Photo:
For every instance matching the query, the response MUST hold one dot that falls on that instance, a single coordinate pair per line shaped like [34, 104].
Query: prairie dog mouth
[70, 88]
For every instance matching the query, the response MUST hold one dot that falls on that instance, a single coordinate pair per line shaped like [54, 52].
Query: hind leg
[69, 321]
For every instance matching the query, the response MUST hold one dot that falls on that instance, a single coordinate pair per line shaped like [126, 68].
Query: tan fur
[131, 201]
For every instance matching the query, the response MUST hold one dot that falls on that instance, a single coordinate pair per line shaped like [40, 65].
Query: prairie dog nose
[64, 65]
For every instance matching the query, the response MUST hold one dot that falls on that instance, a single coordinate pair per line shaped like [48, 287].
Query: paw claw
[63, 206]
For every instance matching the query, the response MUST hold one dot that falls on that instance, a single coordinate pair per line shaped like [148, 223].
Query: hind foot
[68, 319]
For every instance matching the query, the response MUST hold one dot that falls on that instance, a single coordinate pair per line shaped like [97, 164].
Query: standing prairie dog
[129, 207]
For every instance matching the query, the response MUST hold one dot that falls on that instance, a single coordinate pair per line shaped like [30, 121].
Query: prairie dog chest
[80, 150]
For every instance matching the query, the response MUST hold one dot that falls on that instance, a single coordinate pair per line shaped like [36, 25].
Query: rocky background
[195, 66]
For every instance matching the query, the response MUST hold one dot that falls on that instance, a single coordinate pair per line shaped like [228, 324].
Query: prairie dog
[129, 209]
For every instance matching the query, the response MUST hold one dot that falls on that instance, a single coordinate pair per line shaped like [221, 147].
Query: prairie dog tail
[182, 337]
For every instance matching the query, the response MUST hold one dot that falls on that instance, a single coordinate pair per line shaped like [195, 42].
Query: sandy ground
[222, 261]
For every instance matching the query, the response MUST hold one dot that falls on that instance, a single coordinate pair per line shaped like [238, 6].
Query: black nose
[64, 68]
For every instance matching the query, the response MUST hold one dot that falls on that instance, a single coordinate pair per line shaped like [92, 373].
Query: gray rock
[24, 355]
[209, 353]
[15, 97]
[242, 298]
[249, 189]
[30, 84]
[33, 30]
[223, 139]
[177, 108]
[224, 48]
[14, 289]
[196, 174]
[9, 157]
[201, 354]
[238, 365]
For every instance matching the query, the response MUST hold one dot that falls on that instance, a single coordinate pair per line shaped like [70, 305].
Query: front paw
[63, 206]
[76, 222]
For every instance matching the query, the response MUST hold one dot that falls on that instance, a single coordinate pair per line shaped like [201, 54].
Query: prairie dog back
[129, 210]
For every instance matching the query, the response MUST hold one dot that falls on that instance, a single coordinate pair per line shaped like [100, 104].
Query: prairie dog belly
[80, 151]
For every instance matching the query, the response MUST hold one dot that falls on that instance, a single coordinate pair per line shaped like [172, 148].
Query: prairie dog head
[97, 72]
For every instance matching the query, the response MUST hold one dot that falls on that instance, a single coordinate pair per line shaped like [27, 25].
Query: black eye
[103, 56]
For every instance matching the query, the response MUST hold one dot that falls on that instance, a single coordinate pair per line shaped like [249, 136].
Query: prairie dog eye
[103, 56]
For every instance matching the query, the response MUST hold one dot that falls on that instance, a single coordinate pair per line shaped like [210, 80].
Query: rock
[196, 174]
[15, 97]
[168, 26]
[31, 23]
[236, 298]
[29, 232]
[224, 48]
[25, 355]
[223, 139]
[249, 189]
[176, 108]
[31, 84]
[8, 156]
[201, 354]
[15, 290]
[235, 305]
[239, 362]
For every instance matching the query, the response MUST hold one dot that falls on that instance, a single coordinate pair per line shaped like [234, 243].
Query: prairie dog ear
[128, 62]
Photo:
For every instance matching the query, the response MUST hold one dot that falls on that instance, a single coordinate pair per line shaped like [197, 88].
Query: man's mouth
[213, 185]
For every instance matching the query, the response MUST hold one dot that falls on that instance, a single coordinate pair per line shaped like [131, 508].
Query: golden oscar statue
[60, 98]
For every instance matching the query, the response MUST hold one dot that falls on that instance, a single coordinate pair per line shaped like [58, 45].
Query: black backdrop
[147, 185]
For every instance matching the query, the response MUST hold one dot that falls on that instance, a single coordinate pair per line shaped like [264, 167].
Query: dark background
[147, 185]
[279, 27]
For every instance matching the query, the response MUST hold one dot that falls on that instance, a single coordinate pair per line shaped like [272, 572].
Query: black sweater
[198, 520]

- [Job]:
Copy down the whole of the data above, matching it exactly.

- [Task result]:
Photo:
For every instance matching the query, the response MUST hold one dot that falls on that instance, a single coordinate pair per line shaped like [34, 104].
Query: prairie dog mouth
[70, 88]
For every instance matching the query, the response MUST hold one dot that falls on that instance, a single coordinate pair per line shaped like [54, 52].
Query: hind leg
[69, 321]
For every instance matching the query, the response MUST hold one dot that falls on that instance, a single coordinate pair per line shaped like [126, 68].
Query: tan fur
[131, 201]
For every instance matching the query, the response MUST hold one dot that falls on that instance, a single coordinate pair per line shaped like [40, 65].
Query: prairie dog nose
[64, 65]
For every instance matching the query, the response MUST hold one dot that falls on that instance, a single coordinate pair per line shaped like [48, 287].
Query: paw claw
[63, 206]
For every instance matching the query, the response MUST hold one dot that falls on that instance, a single coordinate pair per line shaped like [148, 223].
Query: hind foot
[68, 319]
For every instance matching the query, the response MUST hold one dot that falls on that instance, a single coordinate pair per line shaped like [97, 164].
Query: standing prairie dog
[129, 207]
For every instance matching the query, the response MUST hold one dot that falls on that instance, a single coordinate pair per line shaped like [30, 121].
Query: prairie dog chest
[80, 150]
For every instance matching the query, the response MUST hold one dot that falls on that instance, a single coordinate pair per line shaped like [36, 25].
Query: rocky background
[195, 66]
For every instance matching the query, the response MUST hold one dot that falls on that instance, a single coordinate pair per line shaped like [228, 324].
Query: prairie dog
[129, 209]
For every instance matching the query, the response MUST hold one dot that falls on that instance, a single coordinate pair per line shaped like [221, 147].
Query: prairie dog tail
[182, 337]
For every instance matching the query, the response MUST hold one dot that falls on that instance, a single coordinate pair per line shaped like [195, 42].
Query: sandy ground
[222, 261]
For every instance matching the query, the response MUST hold one dot that falls on that instance, a single coordinate pair per line shaped like [238, 6].
Query: black nose
[64, 68]
For every instance matching the query, the response MUST hold one dot that falls on that instance, a single coordinate pair per line shaped like [92, 373].
Query: gray rock
[24, 355]
[209, 353]
[15, 97]
[242, 298]
[249, 189]
[30, 84]
[33, 30]
[223, 139]
[177, 108]
[224, 48]
[14, 289]
[196, 174]
[9, 157]
[201, 354]
[238, 365]
For every instance matching the query, the response MUST hold one dot that falls on that instance, a single coordinate pair per line shaped like [70, 305].
Query: front paw
[63, 206]
[76, 222]
For every instance matching the query, the response MUST hold one dot that falls on that instance, a single coordinate pair per line shaped like [201, 54].
Query: prairie dog back
[129, 210]
For every instance matching the query, the response MUST hold one dot that falls on that instance, a single coordinate pair per line shaped like [100, 104].
Query: prairie dog belly
[80, 151]
For every instance matching the query, the response MUST hold one dot that falls on that instance, a single coordinate pair per line shaped like [172, 148].
Query: prairie dog head
[97, 72]
For every instance matching the query, the response MUST hold one dot that falls on that instance, a single coordinate pair per line shaped like [27, 25].
Query: black eye
[103, 56]
For every instance matching the query, the response MUST hold one dot that falls on that instance, a single coordinate pair per line shaped like [249, 136].
Query: prairie dog eye
[103, 56]
For every instance matching the query, the response MUST hold one dot that falls on that instance, a single coordinate pair per line shaped like [210, 80].
Query: rock
[196, 174]
[15, 97]
[168, 26]
[31, 23]
[236, 298]
[29, 232]
[224, 48]
[25, 355]
[223, 139]
[249, 189]
[176, 108]
[31, 84]
[8, 156]
[201, 354]
[15, 290]
[235, 305]
[239, 362]
For every instance matching the query, the response MUST hold one dot that falls on that instance, a single coordinate pair per line shaped like [234, 243].
Query: prairie dog ear
[128, 62]
Photo:
For every instance matching the query, the response MUST hold one dot that falls on that instance, a single coordinate pair per line shaped like [197, 88].
Query: man's mouth
[213, 185]
For every instance matching the query, the response MUST hold one dot that falls on that instance, a single coordinate pair per line shaped like [131, 508].
Query: golden oscar statue
[60, 98]
For every instance matching the query, the response MUST hold one dot that falls on that instance, a single coordinate pair per line shaped like [58, 45].
Query: black backdrop
[147, 185]
For every instance matching the query, the response MUST hold one dot that falls on that instance, a single coordinate pair per line shaped like [264, 167].
Query: dark background
[147, 185]
[279, 27]
For every instance matching the query, the response MUST hold one dot that falls on that instance, a single coordinate pair per line shaped like [272, 572].
Query: black sweater
[198, 520]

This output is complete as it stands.